■ **What you should do**:
Without the images, reproduce each line of the material exactly.

■ **Source data**:

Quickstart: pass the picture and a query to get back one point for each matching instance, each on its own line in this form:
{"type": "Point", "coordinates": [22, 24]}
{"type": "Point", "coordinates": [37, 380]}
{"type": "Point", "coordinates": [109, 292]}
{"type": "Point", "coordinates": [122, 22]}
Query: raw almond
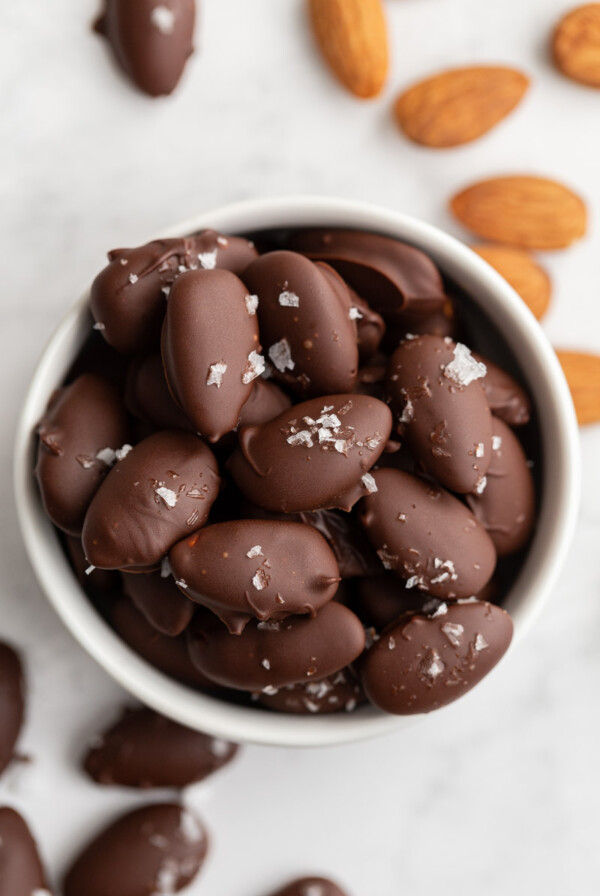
{"type": "Point", "coordinates": [576, 45]}
{"type": "Point", "coordinates": [352, 35]}
{"type": "Point", "coordinates": [530, 212]}
{"type": "Point", "coordinates": [582, 372]}
{"type": "Point", "coordinates": [522, 272]}
{"type": "Point", "coordinates": [459, 105]}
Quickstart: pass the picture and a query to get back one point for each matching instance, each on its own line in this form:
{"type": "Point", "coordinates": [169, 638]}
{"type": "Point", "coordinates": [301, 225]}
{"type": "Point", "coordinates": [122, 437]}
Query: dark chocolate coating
{"type": "Point", "coordinates": [144, 749]}
{"type": "Point", "coordinates": [506, 507]}
{"type": "Point", "coordinates": [427, 536]}
{"type": "Point", "coordinates": [128, 297]}
{"type": "Point", "coordinates": [445, 419]}
{"type": "Point", "coordinates": [160, 600]}
{"type": "Point", "coordinates": [311, 886]}
{"type": "Point", "coordinates": [12, 703]}
{"type": "Point", "coordinates": [21, 869]}
{"type": "Point", "coordinates": [263, 569]}
{"type": "Point", "coordinates": [81, 419]}
{"type": "Point", "coordinates": [151, 41]}
{"type": "Point", "coordinates": [390, 275]}
{"type": "Point", "coordinates": [338, 693]}
{"type": "Point", "coordinates": [308, 306]}
{"type": "Point", "coordinates": [162, 490]}
{"type": "Point", "coordinates": [421, 663]}
{"type": "Point", "coordinates": [310, 472]}
{"type": "Point", "coordinates": [168, 655]}
{"type": "Point", "coordinates": [210, 349]}
{"type": "Point", "coordinates": [158, 848]}
{"type": "Point", "coordinates": [274, 654]}
{"type": "Point", "coordinates": [507, 399]}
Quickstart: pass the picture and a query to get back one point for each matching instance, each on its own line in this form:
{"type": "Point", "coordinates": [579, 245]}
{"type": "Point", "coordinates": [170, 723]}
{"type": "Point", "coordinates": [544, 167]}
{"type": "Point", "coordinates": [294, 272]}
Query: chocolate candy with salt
{"type": "Point", "coordinates": [337, 693]}
{"type": "Point", "coordinates": [427, 536]}
{"type": "Point", "coordinates": [264, 569]}
{"type": "Point", "coordinates": [311, 886]}
{"type": "Point", "coordinates": [421, 662]}
{"type": "Point", "coordinates": [151, 41]}
{"type": "Point", "coordinates": [314, 456]}
{"type": "Point", "coordinates": [12, 703]}
{"type": "Point", "coordinates": [156, 849]}
{"type": "Point", "coordinates": [21, 869]}
{"type": "Point", "coordinates": [160, 600]}
{"type": "Point", "coordinates": [506, 507]}
{"type": "Point", "coordinates": [273, 654]}
{"type": "Point", "coordinates": [306, 322]}
{"type": "Point", "coordinates": [144, 749]}
{"type": "Point", "coordinates": [84, 424]}
{"type": "Point", "coordinates": [435, 386]}
{"type": "Point", "coordinates": [210, 349]}
{"type": "Point", "coordinates": [506, 397]}
{"type": "Point", "coordinates": [159, 492]}
{"type": "Point", "coordinates": [128, 297]}
{"type": "Point", "coordinates": [391, 276]}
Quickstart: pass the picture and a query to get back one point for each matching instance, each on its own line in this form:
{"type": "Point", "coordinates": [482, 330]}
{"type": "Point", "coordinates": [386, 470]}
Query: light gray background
{"type": "Point", "coordinates": [500, 793]}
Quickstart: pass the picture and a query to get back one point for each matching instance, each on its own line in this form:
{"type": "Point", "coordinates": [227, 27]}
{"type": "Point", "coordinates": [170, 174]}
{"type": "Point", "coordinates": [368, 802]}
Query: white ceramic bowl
{"type": "Point", "coordinates": [560, 490]}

■ **Finished task**:
Quickstart: pass the picture and a query to get back one point for each matching instance, each on its own line in this form:
{"type": "Point", "coordinates": [22, 24]}
{"type": "Point", "coordinates": [37, 380]}
{"type": "Point", "coordinates": [109, 292]}
{"type": "Point", "coordinates": [122, 22]}
Query: raw almond
{"type": "Point", "coordinates": [576, 45]}
{"type": "Point", "coordinates": [352, 35]}
{"type": "Point", "coordinates": [530, 212]}
{"type": "Point", "coordinates": [582, 372]}
{"type": "Point", "coordinates": [522, 272]}
{"type": "Point", "coordinates": [459, 105]}
Quickstart: pass the picture and a query to get back one point for each matching instance, each on its own line in this form:
{"type": "Point", "coordinates": [169, 638]}
{"type": "Point", "coordinates": [301, 225]}
{"type": "Point", "coordinates": [122, 437]}
Query: dark chocolate coating
{"type": "Point", "coordinates": [144, 749]}
{"type": "Point", "coordinates": [506, 507]}
{"type": "Point", "coordinates": [427, 536]}
{"type": "Point", "coordinates": [128, 297]}
{"type": "Point", "coordinates": [445, 419]}
{"type": "Point", "coordinates": [160, 600]}
{"type": "Point", "coordinates": [311, 886]}
{"type": "Point", "coordinates": [12, 703]}
{"type": "Point", "coordinates": [21, 869]}
{"type": "Point", "coordinates": [263, 569]}
{"type": "Point", "coordinates": [81, 419]}
{"type": "Point", "coordinates": [151, 41]}
{"type": "Point", "coordinates": [390, 275]}
{"type": "Point", "coordinates": [338, 693]}
{"type": "Point", "coordinates": [308, 306]}
{"type": "Point", "coordinates": [162, 490]}
{"type": "Point", "coordinates": [421, 663]}
{"type": "Point", "coordinates": [310, 472]}
{"type": "Point", "coordinates": [168, 655]}
{"type": "Point", "coordinates": [210, 349]}
{"type": "Point", "coordinates": [158, 848]}
{"type": "Point", "coordinates": [274, 654]}
{"type": "Point", "coordinates": [507, 399]}
Quickstart: pass the picture and a query to get back one point for each matching instance, each on its own line in this form:
{"type": "Point", "coordinates": [579, 245]}
{"type": "Point", "coordinates": [170, 723]}
{"type": "Point", "coordinates": [544, 167]}
{"type": "Point", "coordinates": [294, 272]}
Query: chocolate candy with salt
{"type": "Point", "coordinates": [337, 693]}
{"type": "Point", "coordinates": [427, 536]}
{"type": "Point", "coordinates": [264, 569]}
{"type": "Point", "coordinates": [311, 886]}
{"type": "Point", "coordinates": [421, 662]}
{"type": "Point", "coordinates": [151, 41]}
{"type": "Point", "coordinates": [314, 456]}
{"type": "Point", "coordinates": [12, 703]}
{"type": "Point", "coordinates": [156, 849]}
{"type": "Point", "coordinates": [21, 869]}
{"type": "Point", "coordinates": [160, 600]}
{"type": "Point", "coordinates": [506, 507]}
{"type": "Point", "coordinates": [273, 654]}
{"type": "Point", "coordinates": [306, 322]}
{"type": "Point", "coordinates": [144, 749]}
{"type": "Point", "coordinates": [84, 424]}
{"type": "Point", "coordinates": [435, 386]}
{"type": "Point", "coordinates": [210, 349]}
{"type": "Point", "coordinates": [506, 397]}
{"type": "Point", "coordinates": [159, 492]}
{"type": "Point", "coordinates": [128, 297]}
{"type": "Point", "coordinates": [391, 276]}
Quickstart: pass the picture and a query to get back one point for each matching instance, each on its own line in this form:
{"type": "Point", "coordinates": [482, 330]}
{"type": "Point", "coordinates": [386, 470]}
Query: light gray background
{"type": "Point", "coordinates": [500, 793]}
Quickstart: pass the picture and a query to get back one point for each matching instance, each on its own line in this form:
{"type": "Point", "coordinates": [227, 27]}
{"type": "Point", "coordinates": [170, 174]}
{"type": "Point", "coordinates": [368, 802]}
Query: white ceramic bowl
{"type": "Point", "coordinates": [560, 490]}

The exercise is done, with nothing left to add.